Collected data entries
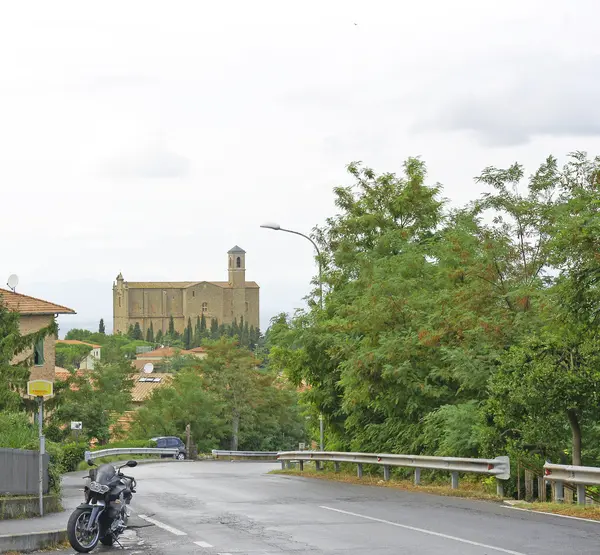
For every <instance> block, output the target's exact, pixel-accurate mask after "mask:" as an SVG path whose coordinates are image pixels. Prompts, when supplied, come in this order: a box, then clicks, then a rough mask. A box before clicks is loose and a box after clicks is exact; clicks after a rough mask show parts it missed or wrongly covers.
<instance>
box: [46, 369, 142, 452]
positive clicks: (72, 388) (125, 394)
mask: <svg viewBox="0 0 600 555" xmlns="http://www.w3.org/2000/svg"><path fill="white" fill-rule="evenodd" d="M132 373H133V368H132V367H131V366H130V364H129V363H128V362H127V361H125V360H123V361H122V362H106V361H103V362H98V363H96V365H95V367H94V369H93V370H90V371H88V372H85V373H82V374H81V375H78V374H73V375H72V376H71V377H70V378H69V379H68V380H67V384H66V385H67V387H66V389H65V390H64V391H63V393H62V395H61V397H60V400H59V402H58V404H57V406H56V409H55V411H54V413H53V414H52V419H51V421H52V422H53V423H55V424H57V425H58V426H64V425H67V424H68V423H69V422H71V421H80V422H83V435H84V436H85V437H86V438H87V439H88V440H91V439H93V438H96V439H97V440H98V441H99V443H100V444H101V445H102V444H105V443H107V442H108V440H109V438H110V426H111V424H113V416H112V414H113V413H116V414H122V413H123V412H124V411H126V410H128V409H129V408H130V405H131V388H132V385H133V381H132Z"/></svg>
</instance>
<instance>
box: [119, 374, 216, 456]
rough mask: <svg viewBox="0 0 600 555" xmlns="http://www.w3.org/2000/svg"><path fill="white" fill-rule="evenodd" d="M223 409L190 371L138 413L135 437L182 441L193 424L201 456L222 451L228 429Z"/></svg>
mask: <svg viewBox="0 0 600 555" xmlns="http://www.w3.org/2000/svg"><path fill="white" fill-rule="evenodd" d="M222 415H223V407H222V404H221V402H220V401H219V400H218V398H217V397H216V395H215V394H214V393H213V392H211V391H210V390H208V389H207V387H206V384H205V383H204V378H203V376H202V374H201V373H199V372H198V370H197V369H193V368H187V369H185V370H182V371H181V372H179V373H177V374H176V375H175V377H174V378H173V382H172V386H171V387H163V388H161V389H158V390H157V391H155V392H154V394H153V395H152V397H151V398H150V399H149V400H148V401H147V402H146V403H145V404H144V406H143V407H141V408H140V409H139V410H138V411H136V418H135V421H134V423H133V425H132V429H131V435H132V436H133V437H139V438H148V437H153V436H157V435H175V436H179V437H183V436H184V433H185V427H186V425H187V424H190V429H191V434H192V439H193V441H194V442H195V443H196V444H197V446H198V450H199V451H200V452H208V451H210V450H211V449H215V448H218V447H219V443H220V441H221V438H222V437H223V435H224V434H225V433H226V430H227V427H226V424H225V422H224V420H223V416H222Z"/></svg>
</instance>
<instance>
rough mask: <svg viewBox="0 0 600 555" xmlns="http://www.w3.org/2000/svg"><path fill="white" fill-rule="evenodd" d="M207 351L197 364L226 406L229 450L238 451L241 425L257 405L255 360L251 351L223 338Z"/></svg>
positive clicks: (256, 387) (212, 346)
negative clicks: (229, 443)
mask: <svg viewBox="0 0 600 555" xmlns="http://www.w3.org/2000/svg"><path fill="white" fill-rule="evenodd" d="M207 351H208V353H207V357H206V358H205V359H202V360H201V361H200V368H201V372H202V374H203V375H204V376H205V379H206V383H207V386H208V388H209V389H210V391H212V392H213V393H214V394H215V395H217V396H218V397H219V399H220V400H221V401H222V402H223V404H224V406H225V412H226V421H227V422H228V423H229V424H230V426H231V428H230V430H231V432H230V438H231V449H232V450H233V451H237V449H238V445H239V433H240V425H241V424H242V422H243V421H245V419H248V420H251V419H252V418H253V414H254V412H253V411H254V407H255V406H256V404H257V403H259V402H260V401H259V398H258V396H257V394H256V392H257V380H258V373H257V371H256V367H257V364H258V361H257V360H256V358H255V357H254V355H253V354H252V353H251V352H250V351H248V350H247V349H242V348H239V347H238V346H237V345H236V344H235V343H234V342H233V341H231V340H228V339H225V338H222V339H221V340H219V341H217V342H213V343H211V344H209V345H208V346H207ZM242 425H243V424H242Z"/></svg>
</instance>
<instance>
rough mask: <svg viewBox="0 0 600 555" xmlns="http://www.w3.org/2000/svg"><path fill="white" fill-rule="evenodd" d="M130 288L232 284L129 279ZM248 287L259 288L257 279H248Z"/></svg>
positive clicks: (129, 286) (127, 282)
mask: <svg viewBox="0 0 600 555" xmlns="http://www.w3.org/2000/svg"><path fill="white" fill-rule="evenodd" d="M125 283H126V284H127V287H128V288H129V289H186V288H188V287H192V286H194V285H200V284H201V283H208V284H210V285H216V286H217V287H222V288H224V289H228V288H230V287H231V284H230V283H229V282H228V281H127V282H125ZM246 287H247V288H249V289H255V288H258V283H256V282H255V281H247V282H246Z"/></svg>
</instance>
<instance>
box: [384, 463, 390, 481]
mask: <svg viewBox="0 0 600 555" xmlns="http://www.w3.org/2000/svg"><path fill="white" fill-rule="evenodd" d="M383 479H384V480H385V481H386V482H389V481H390V467H389V466H388V465H387V464H384V465H383Z"/></svg>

- [THE PROBLEM] Please change "rough mask" to "coarse mask" in the entries from their start through the line containing "positive clicks: (72, 388) (125, 394)", keeping everything else identical and leaving the pictures out of your answer.

- [EXERCISE RESPONSE]
For every <instance> block, output the target's exact, pixel-accurate mask after "mask:" as an SVG path whose coordinates are image pixels. Prompts, when supplied, come in this order: a box, then clicks, then a coarse mask. A box before clicks is loose and a box after clicks is exact; clicks after a coarse mask show parts it missed or wrongly covers.
<instance>
box: [46, 369, 142, 452]
positive clicks: (72, 388) (125, 394)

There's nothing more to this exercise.